◆ **Problem description**
In the question below about converting a string to one over a smaller alphabet, what worst-case overhead is given for conventional byte stuffing?

[[ Excerpt provided open ]]

Convert string to another string over a smaller alphabet, and vice versa.

132 Views Asked by At

I'm trying to find the most suitable algorithm to convert a string $\alpha$ over the alphabet $\Sigma$ of size $| \Sigma | = n$ to string $\beta$ over the alphabet $\Omega$ of size $| \Omega | = n-1$, and vice versa. By suitable I mean the balance of algorithm speed, implementation complexity, and overhead of the string length $| \beta | - | \alpha |$.

I've found several algorithms, but maybe there is some unknown to me. Perhaps you know such algorithms. Here's what I found:

  1. Conventional byte (character) stuffing. Pretty simple, but worst-case overhead is 200%.
  2. Consistent overhead byte stuffing (COBS). Also quite easy to implement. Worst-case overhead is much better than conventional byte stuffing.
  3. Think of the input string as a long number of base $n$, convert this number to base $n-1$. Very complex and computational heavy as compared with previous methods, but worst-case overhead is better if I'm not mistaken.

Anything else?

[[ Excerpt provided closed ]]
[[ Data section open ]]

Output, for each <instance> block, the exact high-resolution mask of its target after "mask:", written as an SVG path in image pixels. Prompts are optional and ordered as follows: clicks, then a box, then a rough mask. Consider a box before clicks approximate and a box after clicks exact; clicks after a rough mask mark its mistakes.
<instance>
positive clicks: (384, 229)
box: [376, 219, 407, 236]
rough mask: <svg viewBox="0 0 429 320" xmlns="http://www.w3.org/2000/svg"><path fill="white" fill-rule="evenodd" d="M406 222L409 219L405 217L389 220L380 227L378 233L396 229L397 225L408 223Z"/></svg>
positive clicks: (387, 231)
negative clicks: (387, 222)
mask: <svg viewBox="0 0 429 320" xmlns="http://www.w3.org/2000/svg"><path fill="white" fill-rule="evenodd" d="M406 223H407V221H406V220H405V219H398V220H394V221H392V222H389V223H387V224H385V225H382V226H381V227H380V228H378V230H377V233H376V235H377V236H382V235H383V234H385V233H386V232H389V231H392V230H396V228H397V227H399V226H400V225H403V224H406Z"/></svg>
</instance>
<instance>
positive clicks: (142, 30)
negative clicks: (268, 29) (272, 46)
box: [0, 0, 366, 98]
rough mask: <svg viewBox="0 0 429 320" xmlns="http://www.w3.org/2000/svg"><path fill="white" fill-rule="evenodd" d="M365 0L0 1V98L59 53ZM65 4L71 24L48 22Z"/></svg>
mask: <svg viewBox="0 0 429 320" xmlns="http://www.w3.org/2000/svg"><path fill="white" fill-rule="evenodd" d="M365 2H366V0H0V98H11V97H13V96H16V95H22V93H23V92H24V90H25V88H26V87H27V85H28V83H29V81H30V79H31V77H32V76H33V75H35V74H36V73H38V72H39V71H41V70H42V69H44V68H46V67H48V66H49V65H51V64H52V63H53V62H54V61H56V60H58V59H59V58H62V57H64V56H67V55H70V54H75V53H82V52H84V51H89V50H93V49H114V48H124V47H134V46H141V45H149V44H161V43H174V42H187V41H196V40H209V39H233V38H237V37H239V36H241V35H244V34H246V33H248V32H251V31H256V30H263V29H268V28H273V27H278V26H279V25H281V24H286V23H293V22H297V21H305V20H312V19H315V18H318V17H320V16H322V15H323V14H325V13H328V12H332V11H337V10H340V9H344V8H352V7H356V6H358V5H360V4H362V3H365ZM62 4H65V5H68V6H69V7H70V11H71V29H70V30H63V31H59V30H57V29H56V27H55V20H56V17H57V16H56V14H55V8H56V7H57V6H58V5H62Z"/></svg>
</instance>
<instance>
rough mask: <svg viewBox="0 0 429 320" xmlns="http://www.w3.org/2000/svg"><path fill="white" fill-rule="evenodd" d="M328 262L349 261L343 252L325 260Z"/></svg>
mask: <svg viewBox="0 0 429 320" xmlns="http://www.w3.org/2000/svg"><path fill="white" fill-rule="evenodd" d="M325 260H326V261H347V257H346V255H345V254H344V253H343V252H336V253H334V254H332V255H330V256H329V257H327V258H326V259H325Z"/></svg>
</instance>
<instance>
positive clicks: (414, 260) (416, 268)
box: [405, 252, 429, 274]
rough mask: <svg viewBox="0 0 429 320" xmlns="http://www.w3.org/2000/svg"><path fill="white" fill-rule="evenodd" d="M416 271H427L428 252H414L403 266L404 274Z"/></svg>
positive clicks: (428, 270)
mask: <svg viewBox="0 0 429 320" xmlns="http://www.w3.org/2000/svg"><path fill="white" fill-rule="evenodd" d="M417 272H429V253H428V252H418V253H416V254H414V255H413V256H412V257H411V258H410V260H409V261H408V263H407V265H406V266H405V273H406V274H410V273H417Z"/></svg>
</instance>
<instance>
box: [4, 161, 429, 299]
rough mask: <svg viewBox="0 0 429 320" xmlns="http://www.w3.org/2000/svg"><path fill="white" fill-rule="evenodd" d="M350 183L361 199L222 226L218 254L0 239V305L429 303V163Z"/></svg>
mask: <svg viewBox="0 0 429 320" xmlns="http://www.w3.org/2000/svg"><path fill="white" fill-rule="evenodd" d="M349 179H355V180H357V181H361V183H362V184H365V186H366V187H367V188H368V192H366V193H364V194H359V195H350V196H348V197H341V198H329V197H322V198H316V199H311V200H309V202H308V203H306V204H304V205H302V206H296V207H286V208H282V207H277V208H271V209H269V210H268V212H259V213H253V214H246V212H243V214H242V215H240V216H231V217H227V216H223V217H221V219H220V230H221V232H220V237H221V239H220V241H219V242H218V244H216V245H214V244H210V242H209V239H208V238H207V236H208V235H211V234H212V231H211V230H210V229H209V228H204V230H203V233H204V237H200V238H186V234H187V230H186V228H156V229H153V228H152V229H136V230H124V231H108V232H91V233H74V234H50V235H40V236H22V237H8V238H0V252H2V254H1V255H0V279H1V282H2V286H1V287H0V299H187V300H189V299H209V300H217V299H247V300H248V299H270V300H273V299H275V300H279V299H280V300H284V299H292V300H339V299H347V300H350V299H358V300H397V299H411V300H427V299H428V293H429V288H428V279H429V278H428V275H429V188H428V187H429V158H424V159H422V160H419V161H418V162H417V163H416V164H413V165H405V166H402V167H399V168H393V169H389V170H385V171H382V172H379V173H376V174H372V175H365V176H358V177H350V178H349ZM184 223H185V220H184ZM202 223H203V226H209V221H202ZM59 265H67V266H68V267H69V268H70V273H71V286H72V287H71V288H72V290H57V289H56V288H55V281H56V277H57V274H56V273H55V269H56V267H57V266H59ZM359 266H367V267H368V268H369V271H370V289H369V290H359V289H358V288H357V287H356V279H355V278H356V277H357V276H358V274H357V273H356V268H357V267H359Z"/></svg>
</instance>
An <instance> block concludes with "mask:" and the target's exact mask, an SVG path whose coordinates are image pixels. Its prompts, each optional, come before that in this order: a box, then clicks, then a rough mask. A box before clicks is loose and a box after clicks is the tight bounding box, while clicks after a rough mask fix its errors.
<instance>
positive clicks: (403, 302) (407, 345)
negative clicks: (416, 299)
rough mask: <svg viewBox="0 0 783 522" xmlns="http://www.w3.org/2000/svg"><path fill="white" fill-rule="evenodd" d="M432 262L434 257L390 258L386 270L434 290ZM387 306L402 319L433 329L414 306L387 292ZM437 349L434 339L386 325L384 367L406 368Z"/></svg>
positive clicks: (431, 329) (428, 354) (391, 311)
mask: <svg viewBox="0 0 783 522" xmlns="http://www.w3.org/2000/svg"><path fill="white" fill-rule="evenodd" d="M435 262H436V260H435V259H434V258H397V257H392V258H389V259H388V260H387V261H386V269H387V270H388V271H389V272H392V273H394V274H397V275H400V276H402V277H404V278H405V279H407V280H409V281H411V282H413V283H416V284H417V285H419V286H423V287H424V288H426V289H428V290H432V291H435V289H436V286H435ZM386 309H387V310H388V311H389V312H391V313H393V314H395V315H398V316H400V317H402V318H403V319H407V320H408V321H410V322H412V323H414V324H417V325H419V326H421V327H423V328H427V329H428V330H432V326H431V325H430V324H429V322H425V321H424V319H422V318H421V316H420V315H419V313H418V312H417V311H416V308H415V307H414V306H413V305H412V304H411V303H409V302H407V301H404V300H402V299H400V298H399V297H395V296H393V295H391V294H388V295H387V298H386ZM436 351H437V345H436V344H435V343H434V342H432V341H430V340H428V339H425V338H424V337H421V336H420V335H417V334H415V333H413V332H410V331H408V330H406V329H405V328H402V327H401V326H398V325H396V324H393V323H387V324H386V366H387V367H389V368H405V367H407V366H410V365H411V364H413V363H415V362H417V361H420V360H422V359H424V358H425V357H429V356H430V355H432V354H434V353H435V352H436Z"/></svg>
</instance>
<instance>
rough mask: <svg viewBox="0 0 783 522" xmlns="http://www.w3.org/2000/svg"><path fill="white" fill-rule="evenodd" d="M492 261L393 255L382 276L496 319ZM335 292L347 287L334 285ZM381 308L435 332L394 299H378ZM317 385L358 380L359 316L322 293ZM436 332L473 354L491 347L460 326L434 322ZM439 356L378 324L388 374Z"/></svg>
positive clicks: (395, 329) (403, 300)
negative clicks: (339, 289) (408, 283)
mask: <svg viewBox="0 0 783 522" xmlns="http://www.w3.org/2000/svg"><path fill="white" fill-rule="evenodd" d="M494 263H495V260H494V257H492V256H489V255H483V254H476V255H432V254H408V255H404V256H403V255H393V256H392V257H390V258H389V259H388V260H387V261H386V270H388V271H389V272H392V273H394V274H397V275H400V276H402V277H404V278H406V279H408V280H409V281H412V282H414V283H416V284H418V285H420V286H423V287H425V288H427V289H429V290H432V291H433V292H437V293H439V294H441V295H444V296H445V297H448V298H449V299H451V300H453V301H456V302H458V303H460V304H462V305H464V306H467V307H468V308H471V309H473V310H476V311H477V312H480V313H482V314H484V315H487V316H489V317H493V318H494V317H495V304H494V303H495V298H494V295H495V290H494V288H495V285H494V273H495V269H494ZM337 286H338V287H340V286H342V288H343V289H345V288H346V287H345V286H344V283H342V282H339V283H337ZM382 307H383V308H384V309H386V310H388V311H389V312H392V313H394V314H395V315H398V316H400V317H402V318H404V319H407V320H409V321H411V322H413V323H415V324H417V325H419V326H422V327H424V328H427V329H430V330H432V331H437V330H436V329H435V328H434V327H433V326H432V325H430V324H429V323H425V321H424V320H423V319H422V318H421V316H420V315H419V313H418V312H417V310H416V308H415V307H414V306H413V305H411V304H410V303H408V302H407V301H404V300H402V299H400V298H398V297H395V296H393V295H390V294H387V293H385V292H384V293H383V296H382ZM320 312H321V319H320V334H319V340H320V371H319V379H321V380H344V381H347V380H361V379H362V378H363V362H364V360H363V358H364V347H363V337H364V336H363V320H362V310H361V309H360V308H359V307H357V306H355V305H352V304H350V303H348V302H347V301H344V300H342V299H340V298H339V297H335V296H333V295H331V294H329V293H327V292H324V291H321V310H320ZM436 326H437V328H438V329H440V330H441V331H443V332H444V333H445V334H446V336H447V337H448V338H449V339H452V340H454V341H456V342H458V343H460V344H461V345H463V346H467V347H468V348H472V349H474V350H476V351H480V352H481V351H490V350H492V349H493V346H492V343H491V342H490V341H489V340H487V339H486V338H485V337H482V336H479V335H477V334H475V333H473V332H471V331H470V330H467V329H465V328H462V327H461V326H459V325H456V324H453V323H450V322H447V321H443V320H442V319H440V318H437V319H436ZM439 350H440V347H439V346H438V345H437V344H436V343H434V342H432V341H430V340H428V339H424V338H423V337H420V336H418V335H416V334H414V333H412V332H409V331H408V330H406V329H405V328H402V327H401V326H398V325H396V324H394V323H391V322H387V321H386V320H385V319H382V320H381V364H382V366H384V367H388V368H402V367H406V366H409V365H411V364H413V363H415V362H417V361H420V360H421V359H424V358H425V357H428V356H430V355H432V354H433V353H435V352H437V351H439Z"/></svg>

[[ Data section closed ]]

◆ **Answer box**
200%